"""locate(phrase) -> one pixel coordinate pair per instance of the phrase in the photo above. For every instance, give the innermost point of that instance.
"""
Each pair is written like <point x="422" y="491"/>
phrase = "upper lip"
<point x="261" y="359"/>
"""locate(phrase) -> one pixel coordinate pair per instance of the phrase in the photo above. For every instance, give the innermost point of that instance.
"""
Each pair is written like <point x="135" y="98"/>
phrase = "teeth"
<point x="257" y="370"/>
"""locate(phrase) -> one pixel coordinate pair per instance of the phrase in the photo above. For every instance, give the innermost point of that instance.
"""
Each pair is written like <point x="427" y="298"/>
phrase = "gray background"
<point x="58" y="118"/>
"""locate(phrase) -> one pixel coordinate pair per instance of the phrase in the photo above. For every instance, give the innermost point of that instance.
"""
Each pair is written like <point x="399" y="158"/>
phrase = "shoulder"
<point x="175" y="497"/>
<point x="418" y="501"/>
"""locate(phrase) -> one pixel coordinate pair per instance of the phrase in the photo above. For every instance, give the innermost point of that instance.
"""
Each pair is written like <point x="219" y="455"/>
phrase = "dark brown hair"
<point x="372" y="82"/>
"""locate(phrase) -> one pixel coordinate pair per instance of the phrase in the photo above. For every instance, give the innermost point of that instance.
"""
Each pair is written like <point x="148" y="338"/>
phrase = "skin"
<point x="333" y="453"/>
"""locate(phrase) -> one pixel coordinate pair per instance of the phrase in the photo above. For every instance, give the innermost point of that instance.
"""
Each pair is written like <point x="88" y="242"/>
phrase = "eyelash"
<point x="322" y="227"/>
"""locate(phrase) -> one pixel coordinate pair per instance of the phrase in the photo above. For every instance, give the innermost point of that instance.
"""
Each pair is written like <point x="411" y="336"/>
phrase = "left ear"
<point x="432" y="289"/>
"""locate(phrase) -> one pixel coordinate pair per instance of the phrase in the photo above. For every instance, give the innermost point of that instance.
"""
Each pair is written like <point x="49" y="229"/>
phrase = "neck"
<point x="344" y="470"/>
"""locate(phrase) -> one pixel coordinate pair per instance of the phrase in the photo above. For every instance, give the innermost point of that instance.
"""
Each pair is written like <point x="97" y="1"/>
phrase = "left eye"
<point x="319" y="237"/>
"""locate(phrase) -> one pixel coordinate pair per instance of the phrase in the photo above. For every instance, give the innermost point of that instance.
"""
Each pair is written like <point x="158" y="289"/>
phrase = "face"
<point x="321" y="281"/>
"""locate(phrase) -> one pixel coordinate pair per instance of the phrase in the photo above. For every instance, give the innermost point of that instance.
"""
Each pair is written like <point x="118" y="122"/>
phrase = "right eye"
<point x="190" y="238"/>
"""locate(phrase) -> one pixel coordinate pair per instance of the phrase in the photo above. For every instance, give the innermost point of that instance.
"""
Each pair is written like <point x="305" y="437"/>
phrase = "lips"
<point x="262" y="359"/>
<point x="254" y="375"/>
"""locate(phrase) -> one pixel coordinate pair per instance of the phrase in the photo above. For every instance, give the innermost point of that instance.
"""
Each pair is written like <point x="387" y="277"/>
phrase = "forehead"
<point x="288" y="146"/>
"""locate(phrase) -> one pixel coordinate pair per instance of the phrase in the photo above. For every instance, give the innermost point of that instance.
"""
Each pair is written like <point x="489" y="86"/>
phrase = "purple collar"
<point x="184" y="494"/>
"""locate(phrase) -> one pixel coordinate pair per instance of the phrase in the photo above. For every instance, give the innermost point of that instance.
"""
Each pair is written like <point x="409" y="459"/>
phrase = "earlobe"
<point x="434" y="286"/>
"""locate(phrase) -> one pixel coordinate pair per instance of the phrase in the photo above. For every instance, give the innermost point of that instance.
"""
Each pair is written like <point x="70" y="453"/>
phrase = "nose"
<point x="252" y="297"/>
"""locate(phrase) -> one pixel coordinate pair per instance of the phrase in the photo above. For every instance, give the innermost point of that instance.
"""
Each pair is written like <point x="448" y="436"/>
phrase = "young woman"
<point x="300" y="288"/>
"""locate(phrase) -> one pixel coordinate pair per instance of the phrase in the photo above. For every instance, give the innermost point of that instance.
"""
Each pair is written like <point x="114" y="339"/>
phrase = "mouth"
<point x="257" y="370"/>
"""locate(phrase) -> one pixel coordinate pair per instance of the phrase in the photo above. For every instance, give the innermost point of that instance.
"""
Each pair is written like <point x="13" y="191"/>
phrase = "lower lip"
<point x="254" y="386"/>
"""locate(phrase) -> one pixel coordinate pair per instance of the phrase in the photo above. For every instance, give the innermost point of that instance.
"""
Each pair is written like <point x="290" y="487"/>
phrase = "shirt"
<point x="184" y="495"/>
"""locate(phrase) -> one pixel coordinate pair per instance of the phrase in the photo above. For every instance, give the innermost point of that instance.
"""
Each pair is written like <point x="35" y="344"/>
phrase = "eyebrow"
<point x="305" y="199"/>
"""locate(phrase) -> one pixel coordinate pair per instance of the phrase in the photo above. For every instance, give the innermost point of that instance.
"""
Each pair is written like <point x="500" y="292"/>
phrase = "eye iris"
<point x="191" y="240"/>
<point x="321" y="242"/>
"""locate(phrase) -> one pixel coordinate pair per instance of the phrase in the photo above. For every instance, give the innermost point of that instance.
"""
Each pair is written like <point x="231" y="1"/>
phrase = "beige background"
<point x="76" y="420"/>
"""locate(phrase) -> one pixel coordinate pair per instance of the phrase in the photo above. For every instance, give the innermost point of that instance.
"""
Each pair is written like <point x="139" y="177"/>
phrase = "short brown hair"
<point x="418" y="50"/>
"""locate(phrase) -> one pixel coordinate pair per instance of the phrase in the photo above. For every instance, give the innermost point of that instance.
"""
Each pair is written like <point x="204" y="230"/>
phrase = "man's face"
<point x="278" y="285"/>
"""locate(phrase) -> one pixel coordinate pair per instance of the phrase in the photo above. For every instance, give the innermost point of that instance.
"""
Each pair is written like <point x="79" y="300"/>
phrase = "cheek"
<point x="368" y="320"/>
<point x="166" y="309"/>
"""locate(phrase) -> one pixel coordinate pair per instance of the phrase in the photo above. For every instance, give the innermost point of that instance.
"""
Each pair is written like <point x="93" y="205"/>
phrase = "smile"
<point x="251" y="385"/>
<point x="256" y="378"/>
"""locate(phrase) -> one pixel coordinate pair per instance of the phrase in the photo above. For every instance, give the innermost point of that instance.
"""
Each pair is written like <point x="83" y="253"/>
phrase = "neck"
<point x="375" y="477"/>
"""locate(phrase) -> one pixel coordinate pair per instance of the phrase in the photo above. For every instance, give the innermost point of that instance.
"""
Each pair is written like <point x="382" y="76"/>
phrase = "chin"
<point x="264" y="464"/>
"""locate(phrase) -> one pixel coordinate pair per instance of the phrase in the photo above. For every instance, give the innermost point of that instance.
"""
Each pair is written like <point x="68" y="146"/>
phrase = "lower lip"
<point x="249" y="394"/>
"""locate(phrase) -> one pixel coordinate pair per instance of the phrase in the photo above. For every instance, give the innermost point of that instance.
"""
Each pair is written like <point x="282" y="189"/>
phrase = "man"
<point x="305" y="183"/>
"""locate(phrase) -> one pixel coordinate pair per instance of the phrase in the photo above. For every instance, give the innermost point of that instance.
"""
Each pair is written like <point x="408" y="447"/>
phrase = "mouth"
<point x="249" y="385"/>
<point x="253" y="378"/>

* * * *

→ **Required work**
Go through the records above and set each one down exactly, please.

→ **Expected answer**
"""locate(phrase) -> one pixel coordinate pair per instance of the phrase in the photo above. For every instance, give the innermost point of that instance.
"""
Each pair is written like <point x="422" y="491"/>
phrase = "upper lip"
<point x="261" y="359"/>
"""locate(phrase) -> one pixel coordinate pair per instance of the phrase in the photo above. For every instance, give the innermost point of that instance.
"""
Each pair is written like <point x="135" y="98"/>
phrase = "teeth"
<point x="257" y="370"/>
"""locate(phrase) -> one pixel coordinate pair per instance of the phrase in the photo above. For every instance, give the innermost point of that instance.
"""
Each pair is written like <point x="427" y="298"/>
phrase = "gray background"
<point x="58" y="118"/>
"""locate(phrase) -> one pixel coordinate pair per instance of the phrase in the photo above. For every instance, give the innermost point of that instance.
"""
Each pair is written like <point x="399" y="158"/>
phrase = "shoulder"
<point x="175" y="497"/>
<point x="418" y="501"/>
"""locate(phrase) -> one pixel coordinate pair per instance of the phrase in the photo above. For every instance, give the innermost point of that instance.
"""
Each pair is written like <point x="219" y="455"/>
phrase = "dark brown hair"
<point x="372" y="82"/>
"""locate(phrase) -> one pixel coordinate pair per instance of the phrase in the photo above. For every instance, give the innermost point of that instance.
"""
Each pair is written like <point x="148" y="338"/>
phrase = "skin"
<point x="333" y="453"/>
"""locate(phrase) -> one pixel coordinate pair per instance of the phrase in the photo above. For every instance, give the innermost point of that instance.
"""
Each pair is written like <point x="88" y="242"/>
phrase = "eyelash"
<point x="322" y="227"/>
"""locate(phrase) -> one pixel coordinate pair per instance of the phrase in the photo above. For every instance, give the innermost point of that instance.
"""
Each pair is written like <point x="411" y="336"/>
phrase = "left ear"
<point x="432" y="289"/>
"""locate(phrase) -> one pixel coordinate pair per instance of the phrase in the photo above. For every instance, give the innermost point of that instance.
"""
Each pair is written like <point x="49" y="229"/>
phrase = "neck"
<point x="344" y="470"/>
"""locate(phrase) -> one pixel coordinate pair per instance of the phrase in the photo above. For every instance, give the innermost point of that instance.
"""
Each pair is written like <point x="97" y="1"/>
phrase = "left eye"
<point x="319" y="237"/>
"""locate(phrase) -> one pixel coordinate pair per instance of the phrase in the photo above. For every instance, give the innermost point of that instance.
"""
Each pair is written like <point x="158" y="289"/>
phrase = "face"
<point x="321" y="281"/>
"""locate(phrase) -> one pixel coordinate pair per instance of the phrase in the photo above. For every instance, give the innermost point of that instance.
"""
Each pair is written like <point x="118" y="122"/>
phrase = "right eye"
<point x="190" y="238"/>
"""locate(phrase) -> one pixel coordinate pair per instance of the phrase in the photo above. For every instance, give the innermost point of that instance.
"""
Each pair is written like <point x="305" y="437"/>
phrase = "lips"
<point x="262" y="359"/>
<point x="254" y="375"/>
"""locate(phrase) -> one pixel coordinate pair per instance of the phrase in the photo above. For every instance, give the innermost point of that instance.
"""
Each pair is written like <point x="387" y="277"/>
phrase = "forehead"
<point x="288" y="146"/>
"""locate(phrase) -> one pixel coordinate pair per instance of the phrase in the photo above. For every instance, give the innermost point of that instance.
"""
Each pair is written like <point x="489" y="86"/>
phrase = "purple collar"
<point x="184" y="494"/>
"""locate(phrase) -> one pixel coordinate pair per instance of the phrase in the photo above. For every instance, give the innermost point of that instance.
"""
Each pair is written like <point x="409" y="459"/>
phrase = "earlobe"
<point x="434" y="286"/>
"""locate(phrase) -> one pixel coordinate pair per instance of the phrase in the photo above. For every instance, give the innermost point of that instance.
"""
Each pair is written like <point x="70" y="453"/>
phrase = "nose"
<point x="252" y="297"/>
"""locate(phrase) -> one pixel coordinate pair per instance of the phrase in the photo above. For every instance, give the innermost point of that instance.
"""
Each pair is written like <point x="448" y="436"/>
phrase = "young woman"
<point x="300" y="288"/>
"""locate(phrase) -> one pixel coordinate pair per instance of the phrase in the photo above. For every instance, give the innermost point of that instance.
"""
Each pair is written like <point x="114" y="339"/>
phrase = "mouth"
<point x="257" y="370"/>
"""locate(phrase) -> one pixel coordinate pair per instance of the phrase in the photo above. For every instance, give the innermost point of that instance.
"""
Each pair is written like <point x="13" y="191"/>
phrase = "lower lip"
<point x="254" y="386"/>
"""locate(phrase) -> one pixel coordinate pair per instance of the phrase in the photo above. For every instance, give the innermost point of that instance.
"""
Each pair is written like <point x="290" y="487"/>
phrase = "shirt"
<point x="184" y="495"/>
"""locate(phrase) -> one pixel coordinate pair per instance of the phrase in the photo above. For every instance, give the innermost point of that instance.
"""
Each pair is written like <point x="35" y="344"/>
phrase = "eyebrow"
<point x="305" y="199"/>
"""locate(phrase) -> one pixel coordinate pair per instance of the phrase in the photo above. For every instance, give the innermost point of that instance.
"""
Each pair is written like <point x="500" y="292"/>
phrase = "eye iris"
<point x="191" y="240"/>
<point x="321" y="242"/>
"""locate(phrase) -> one pixel coordinate pair per instance of the phrase in the photo above. For every instance, give the innermost point of that instance.
"""
Each pair is written like <point x="231" y="1"/>
phrase = "beige background"
<point x="76" y="420"/>
"""locate(phrase) -> one pixel coordinate pair per instance of the phrase in the photo above. For every instance, give the innermost point of that instance.
"""
Each pair is written like <point x="139" y="177"/>
phrase = "short brown hair"
<point x="418" y="50"/>
"""locate(phrase) -> one pixel coordinate pair per instance of the phrase in the photo above. For every instance, give the innermost point of that instance.
"""
Each pair is written like <point x="204" y="230"/>
phrase = "man's face"
<point x="278" y="285"/>
"""locate(phrase) -> one pixel coordinate pair per instance of the phrase in the photo above. For every instance, give the innermost point of that instance.
"""
Each pair is written like <point x="79" y="300"/>
phrase = "cheek"
<point x="368" y="320"/>
<point x="166" y="309"/>
"""locate(phrase) -> one pixel coordinate pair per instance of the phrase in the photo above. For every instance, give the innermost point of that instance.
"""
Each pair is written like <point x="93" y="205"/>
phrase = "smile"
<point x="251" y="385"/>
<point x="256" y="378"/>
"""locate(phrase) -> one pixel coordinate pair per instance of the phrase in the photo above. For every instance, give the innermost point of that instance.
"""
Each pair is written like <point x="83" y="253"/>
phrase = "neck"
<point x="375" y="477"/>
"""locate(phrase) -> one pixel coordinate pair per instance of the phrase in the photo above. For every instance, give the innermost point of that instance.
"""
Each pair is written like <point x="382" y="76"/>
phrase = "chin"
<point x="264" y="464"/>
"""locate(phrase) -> one pixel coordinate pair per instance of the phrase in the photo above. For every instance, give the innermost point of that instance.
"""
Each pair is written like <point x="68" y="146"/>
phrase = "lower lip"
<point x="249" y="394"/>
"""locate(phrase) -> one pixel coordinate pair per instance of the phrase in the photo above. For every instance, give the innermost point of that instance.
"""
Each pair is written like <point x="282" y="189"/>
phrase = "man"
<point x="305" y="183"/>
"""locate(phrase) -> one pixel coordinate pair per instance of the phrase in the photo above. For every instance, give the innermost point of that instance.
"""
Each pair is written like <point x="408" y="447"/>
phrase = "mouth"
<point x="249" y="385"/>
<point x="253" y="378"/>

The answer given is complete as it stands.